Data to examine =>

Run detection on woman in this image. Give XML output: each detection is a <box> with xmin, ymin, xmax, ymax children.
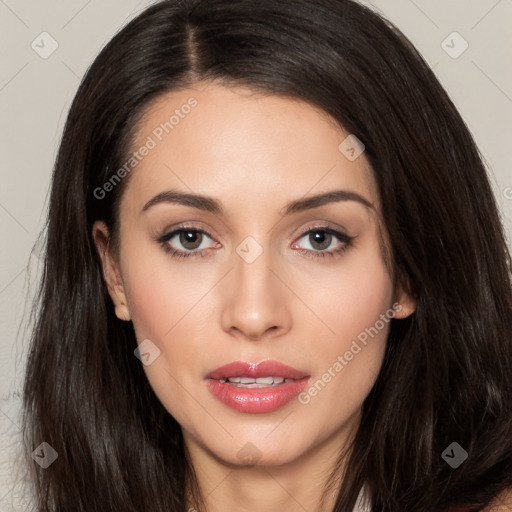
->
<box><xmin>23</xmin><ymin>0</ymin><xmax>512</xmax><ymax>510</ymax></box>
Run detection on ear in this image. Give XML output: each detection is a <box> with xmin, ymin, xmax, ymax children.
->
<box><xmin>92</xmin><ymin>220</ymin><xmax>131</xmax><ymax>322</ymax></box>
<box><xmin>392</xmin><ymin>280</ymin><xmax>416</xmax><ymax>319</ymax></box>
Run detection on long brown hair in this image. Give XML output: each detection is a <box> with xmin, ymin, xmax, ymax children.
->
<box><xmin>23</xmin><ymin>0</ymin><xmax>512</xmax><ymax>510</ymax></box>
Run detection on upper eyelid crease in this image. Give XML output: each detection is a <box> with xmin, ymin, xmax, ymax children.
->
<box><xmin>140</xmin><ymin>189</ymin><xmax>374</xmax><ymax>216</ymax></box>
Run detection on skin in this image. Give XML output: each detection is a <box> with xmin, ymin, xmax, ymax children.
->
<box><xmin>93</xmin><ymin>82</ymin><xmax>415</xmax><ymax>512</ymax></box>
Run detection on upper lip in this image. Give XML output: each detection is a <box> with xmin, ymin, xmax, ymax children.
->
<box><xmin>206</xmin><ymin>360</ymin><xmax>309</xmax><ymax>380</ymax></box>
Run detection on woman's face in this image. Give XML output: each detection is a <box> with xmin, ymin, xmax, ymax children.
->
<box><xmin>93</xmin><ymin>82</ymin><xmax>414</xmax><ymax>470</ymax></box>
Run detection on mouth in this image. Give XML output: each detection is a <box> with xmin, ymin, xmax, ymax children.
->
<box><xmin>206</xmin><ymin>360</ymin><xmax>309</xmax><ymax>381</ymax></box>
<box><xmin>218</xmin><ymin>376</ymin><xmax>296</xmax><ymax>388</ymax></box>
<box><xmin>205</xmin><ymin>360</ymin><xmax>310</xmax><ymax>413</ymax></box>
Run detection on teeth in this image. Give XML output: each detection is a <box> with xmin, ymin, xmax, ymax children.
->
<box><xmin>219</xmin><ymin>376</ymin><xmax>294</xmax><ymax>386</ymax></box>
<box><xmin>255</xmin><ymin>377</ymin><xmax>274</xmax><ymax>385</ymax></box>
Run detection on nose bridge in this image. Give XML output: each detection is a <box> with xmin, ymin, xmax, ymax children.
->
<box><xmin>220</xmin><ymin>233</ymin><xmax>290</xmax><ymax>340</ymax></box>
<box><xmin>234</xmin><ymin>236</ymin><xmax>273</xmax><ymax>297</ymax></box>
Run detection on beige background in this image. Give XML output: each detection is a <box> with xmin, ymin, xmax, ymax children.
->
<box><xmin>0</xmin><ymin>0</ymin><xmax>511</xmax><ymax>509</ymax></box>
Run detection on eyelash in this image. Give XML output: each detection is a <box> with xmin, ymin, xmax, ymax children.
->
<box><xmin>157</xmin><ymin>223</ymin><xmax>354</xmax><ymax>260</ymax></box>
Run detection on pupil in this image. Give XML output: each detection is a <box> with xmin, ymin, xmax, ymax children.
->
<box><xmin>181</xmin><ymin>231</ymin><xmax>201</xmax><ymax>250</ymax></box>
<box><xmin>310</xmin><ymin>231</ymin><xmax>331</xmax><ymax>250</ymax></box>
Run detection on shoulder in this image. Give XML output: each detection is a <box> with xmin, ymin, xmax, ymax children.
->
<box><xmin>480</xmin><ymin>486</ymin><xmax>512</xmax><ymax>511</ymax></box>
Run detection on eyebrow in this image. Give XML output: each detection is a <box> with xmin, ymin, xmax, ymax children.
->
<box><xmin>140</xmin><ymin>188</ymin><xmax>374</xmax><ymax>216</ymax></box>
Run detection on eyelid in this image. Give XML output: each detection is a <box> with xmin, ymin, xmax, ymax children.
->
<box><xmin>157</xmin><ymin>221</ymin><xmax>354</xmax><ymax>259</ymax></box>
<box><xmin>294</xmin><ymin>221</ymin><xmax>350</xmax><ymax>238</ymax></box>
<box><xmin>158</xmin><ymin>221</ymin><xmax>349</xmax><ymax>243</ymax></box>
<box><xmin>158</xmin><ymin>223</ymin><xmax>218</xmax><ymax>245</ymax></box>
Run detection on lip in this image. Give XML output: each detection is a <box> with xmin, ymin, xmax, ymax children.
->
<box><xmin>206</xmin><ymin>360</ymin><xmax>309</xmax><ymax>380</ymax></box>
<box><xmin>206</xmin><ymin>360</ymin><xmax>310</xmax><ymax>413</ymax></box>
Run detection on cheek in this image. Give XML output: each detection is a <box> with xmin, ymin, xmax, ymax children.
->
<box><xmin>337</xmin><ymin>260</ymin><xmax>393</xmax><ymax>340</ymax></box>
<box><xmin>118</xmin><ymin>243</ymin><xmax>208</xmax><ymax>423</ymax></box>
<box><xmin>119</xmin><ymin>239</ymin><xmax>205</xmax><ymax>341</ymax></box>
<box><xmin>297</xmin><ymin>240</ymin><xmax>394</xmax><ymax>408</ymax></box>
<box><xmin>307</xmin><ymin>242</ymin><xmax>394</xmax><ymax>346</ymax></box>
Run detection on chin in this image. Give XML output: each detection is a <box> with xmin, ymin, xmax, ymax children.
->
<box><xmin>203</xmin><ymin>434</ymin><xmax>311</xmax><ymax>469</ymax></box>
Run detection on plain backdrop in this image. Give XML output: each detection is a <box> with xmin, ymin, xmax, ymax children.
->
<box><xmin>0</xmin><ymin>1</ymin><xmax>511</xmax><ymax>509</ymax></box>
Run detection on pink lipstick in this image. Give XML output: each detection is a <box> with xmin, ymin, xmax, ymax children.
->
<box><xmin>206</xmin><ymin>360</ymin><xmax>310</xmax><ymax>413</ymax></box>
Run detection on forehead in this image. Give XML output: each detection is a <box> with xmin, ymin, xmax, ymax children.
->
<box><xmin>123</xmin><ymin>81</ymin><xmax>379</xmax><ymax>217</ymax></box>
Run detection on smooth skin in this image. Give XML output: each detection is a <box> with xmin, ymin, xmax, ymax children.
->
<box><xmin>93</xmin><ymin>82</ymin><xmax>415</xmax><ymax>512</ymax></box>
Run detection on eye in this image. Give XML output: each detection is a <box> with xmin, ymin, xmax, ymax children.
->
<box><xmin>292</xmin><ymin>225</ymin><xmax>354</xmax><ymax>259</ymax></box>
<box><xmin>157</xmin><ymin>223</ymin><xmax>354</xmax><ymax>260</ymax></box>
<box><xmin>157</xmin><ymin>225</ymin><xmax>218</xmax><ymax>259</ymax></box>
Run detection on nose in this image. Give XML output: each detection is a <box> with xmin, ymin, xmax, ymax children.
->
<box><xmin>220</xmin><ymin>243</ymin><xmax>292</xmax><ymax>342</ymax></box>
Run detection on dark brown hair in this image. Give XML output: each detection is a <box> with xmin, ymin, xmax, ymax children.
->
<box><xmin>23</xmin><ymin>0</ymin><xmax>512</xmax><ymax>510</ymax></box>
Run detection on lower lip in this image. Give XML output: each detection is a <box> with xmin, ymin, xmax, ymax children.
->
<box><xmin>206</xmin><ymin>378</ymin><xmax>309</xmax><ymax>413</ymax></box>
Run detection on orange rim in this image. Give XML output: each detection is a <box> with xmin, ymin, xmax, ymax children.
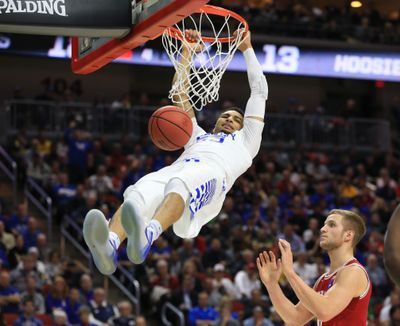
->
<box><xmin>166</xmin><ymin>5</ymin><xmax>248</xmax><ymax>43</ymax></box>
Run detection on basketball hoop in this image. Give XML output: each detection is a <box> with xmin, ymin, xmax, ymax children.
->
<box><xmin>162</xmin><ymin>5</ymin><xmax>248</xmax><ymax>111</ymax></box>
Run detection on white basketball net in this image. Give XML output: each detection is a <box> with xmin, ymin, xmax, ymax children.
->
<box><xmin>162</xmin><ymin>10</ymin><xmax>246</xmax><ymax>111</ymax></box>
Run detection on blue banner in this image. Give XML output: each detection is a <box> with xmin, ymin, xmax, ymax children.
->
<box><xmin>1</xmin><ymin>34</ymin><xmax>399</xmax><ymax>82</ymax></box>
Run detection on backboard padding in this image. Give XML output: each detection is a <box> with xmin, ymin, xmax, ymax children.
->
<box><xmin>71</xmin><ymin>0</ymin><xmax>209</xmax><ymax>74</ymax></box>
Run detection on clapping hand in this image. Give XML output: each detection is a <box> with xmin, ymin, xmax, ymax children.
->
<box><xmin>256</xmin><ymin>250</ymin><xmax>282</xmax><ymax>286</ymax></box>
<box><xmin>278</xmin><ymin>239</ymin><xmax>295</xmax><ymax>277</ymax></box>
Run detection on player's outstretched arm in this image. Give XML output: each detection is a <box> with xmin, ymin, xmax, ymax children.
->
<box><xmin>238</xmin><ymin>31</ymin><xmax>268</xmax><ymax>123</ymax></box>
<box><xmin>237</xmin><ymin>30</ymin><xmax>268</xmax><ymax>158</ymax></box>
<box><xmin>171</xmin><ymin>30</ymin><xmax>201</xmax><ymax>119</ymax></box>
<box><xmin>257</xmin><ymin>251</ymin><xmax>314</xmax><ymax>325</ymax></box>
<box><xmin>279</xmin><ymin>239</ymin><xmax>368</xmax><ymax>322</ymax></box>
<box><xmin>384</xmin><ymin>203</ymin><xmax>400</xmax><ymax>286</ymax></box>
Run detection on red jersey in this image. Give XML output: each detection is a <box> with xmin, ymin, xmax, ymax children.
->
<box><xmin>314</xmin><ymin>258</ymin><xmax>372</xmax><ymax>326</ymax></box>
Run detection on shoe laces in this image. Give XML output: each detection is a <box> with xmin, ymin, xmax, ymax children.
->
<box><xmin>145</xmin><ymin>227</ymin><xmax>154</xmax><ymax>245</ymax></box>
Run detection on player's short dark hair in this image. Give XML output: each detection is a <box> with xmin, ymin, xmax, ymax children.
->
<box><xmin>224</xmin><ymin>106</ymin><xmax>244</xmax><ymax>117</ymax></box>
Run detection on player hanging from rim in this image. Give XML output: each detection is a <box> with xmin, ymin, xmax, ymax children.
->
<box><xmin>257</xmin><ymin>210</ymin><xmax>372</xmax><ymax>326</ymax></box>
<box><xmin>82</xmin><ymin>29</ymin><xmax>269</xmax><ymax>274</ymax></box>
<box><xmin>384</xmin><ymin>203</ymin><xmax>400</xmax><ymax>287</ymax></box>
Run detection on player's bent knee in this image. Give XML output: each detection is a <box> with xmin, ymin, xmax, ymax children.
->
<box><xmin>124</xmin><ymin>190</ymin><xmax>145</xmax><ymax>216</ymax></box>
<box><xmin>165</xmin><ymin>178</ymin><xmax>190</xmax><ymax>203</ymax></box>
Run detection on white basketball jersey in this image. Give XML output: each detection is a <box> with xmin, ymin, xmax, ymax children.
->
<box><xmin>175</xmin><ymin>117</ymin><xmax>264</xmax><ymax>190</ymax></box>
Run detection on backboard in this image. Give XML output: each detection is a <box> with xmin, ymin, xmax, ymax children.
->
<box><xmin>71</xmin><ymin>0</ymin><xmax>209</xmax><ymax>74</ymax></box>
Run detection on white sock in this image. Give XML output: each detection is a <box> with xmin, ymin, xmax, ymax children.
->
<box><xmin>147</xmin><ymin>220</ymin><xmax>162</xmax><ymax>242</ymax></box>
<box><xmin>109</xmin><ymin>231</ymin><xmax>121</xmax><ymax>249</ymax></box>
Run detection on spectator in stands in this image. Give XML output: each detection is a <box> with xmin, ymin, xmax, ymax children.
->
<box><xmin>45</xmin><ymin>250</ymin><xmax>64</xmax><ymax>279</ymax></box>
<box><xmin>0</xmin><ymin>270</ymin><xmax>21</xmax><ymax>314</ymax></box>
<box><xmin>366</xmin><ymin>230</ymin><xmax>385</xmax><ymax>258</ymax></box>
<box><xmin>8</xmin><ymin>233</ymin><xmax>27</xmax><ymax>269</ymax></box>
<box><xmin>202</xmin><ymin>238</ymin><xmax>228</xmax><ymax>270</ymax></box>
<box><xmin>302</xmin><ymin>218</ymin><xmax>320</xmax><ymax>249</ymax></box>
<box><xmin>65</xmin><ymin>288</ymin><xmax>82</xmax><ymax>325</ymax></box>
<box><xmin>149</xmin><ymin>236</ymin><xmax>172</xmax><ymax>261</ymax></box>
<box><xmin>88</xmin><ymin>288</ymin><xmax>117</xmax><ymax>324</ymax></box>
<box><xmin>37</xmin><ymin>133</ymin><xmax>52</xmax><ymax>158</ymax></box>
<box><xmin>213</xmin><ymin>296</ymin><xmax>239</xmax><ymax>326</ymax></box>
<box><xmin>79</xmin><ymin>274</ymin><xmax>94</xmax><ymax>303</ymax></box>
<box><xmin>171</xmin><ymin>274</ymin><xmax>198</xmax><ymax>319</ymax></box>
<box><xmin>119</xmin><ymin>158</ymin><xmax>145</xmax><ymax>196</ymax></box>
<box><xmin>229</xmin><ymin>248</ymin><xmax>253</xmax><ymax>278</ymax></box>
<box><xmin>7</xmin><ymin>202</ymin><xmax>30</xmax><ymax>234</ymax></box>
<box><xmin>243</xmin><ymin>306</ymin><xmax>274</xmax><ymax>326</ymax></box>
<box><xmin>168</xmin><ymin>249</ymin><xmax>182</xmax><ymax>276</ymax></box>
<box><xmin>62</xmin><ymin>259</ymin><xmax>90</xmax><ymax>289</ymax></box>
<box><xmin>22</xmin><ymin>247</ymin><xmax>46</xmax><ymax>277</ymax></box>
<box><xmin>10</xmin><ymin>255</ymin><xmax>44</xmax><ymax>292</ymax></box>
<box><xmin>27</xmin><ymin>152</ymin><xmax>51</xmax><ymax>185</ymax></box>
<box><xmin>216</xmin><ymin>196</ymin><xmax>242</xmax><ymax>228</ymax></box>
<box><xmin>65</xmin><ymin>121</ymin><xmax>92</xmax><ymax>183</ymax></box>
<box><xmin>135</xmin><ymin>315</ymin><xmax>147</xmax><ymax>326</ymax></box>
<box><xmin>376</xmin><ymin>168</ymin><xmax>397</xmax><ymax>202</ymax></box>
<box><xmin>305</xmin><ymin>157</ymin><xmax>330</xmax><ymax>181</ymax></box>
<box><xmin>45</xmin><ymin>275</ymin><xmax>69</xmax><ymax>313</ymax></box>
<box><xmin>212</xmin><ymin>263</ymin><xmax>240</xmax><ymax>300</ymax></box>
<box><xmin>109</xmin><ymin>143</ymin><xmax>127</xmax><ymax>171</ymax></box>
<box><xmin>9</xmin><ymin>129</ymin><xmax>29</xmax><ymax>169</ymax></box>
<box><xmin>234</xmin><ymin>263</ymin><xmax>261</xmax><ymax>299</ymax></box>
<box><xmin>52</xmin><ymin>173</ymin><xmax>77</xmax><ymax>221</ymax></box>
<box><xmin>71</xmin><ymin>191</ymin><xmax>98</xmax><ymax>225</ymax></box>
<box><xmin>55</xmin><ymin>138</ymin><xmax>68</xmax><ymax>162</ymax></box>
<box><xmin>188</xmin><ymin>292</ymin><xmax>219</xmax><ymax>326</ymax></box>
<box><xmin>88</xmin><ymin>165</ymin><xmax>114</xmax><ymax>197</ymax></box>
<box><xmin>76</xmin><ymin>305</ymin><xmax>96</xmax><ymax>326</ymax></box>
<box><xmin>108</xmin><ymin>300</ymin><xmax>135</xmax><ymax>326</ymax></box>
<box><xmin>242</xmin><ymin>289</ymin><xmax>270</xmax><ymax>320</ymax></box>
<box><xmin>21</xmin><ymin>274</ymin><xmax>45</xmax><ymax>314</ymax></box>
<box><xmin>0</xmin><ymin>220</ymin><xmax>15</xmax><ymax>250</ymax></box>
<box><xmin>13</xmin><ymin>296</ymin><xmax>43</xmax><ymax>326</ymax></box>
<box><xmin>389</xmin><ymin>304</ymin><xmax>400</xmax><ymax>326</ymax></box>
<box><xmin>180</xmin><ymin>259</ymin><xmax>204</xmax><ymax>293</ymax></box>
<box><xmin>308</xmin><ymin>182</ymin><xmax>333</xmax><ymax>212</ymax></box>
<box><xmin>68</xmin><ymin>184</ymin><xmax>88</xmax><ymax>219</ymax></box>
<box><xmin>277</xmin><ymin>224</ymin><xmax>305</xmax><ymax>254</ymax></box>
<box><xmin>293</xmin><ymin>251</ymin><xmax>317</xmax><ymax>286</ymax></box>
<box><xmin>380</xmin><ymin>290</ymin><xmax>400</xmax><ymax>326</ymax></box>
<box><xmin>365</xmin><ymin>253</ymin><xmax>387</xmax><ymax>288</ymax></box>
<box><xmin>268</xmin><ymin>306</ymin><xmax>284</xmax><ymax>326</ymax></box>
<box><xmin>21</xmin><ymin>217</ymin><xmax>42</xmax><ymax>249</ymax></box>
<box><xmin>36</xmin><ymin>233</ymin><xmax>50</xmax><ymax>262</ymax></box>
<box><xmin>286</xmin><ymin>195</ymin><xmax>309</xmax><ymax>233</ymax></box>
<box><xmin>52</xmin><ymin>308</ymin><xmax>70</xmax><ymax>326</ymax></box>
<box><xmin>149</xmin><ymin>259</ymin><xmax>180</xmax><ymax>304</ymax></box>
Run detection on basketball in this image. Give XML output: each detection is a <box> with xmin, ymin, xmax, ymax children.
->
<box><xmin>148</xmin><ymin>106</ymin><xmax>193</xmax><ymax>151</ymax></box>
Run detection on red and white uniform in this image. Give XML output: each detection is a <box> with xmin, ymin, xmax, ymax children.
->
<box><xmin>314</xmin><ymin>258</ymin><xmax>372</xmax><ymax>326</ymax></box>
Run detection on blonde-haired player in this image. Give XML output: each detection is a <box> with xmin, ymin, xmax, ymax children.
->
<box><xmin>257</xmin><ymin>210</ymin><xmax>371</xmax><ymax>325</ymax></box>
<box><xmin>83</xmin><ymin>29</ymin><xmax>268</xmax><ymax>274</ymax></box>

Activity => Exact lines only, please. Repeat everything from the top of the records through the line containing "Run detection on mouth", both ends in and pictures out.

Exercise result =>
Run detection on woman in this image. Give XML output: each detection is a <box> with xmin, ymin, xmax, ymax children.
->
<box><xmin>23</xmin><ymin>0</ymin><xmax>512</xmax><ymax>510</ymax></box>
Run detection on ear in this image. Give XML output: each detection is a <box> with xmin, ymin, xmax, ymax children.
->
<box><xmin>92</xmin><ymin>220</ymin><xmax>131</xmax><ymax>322</ymax></box>
<box><xmin>392</xmin><ymin>280</ymin><xmax>416</xmax><ymax>319</ymax></box>
Run detection on long brown hair in this image. Give XML output: each detection is a <box> with xmin, ymin, xmax, ymax children.
->
<box><xmin>23</xmin><ymin>0</ymin><xmax>512</xmax><ymax>510</ymax></box>
Run detection on upper eyelid crease in this image. Give XML output: each detection is a <box> with xmin, ymin, xmax, ymax children.
->
<box><xmin>140</xmin><ymin>189</ymin><xmax>374</xmax><ymax>216</ymax></box>
Run detection on skin in this image. Give XML output: each detection is a <box> with xmin, ymin, xmax, ymax children.
->
<box><xmin>93</xmin><ymin>82</ymin><xmax>415</xmax><ymax>512</ymax></box>
Run detection on upper lip in this image. Give XML output: each detection is a <box> with xmin, ymin, xmax, ymax children.
->
<box><xmin>206</xmin><ymin>360</ymin><xmax>309</xmax><ymax>380</ymax></box>
Run detection on woman's face in this image. Give XML output: each detection is a <box> with xmin, ymin, xmax, ymax children.
->
<box><xmin>93</xmin><ymin>82</ymin><xmax>414</xmax><ymax>470</ymax></box>
Run detection on mouth in this image. Give XML output: each detection is a <box> with xmin, ymin, xmax, ymax children.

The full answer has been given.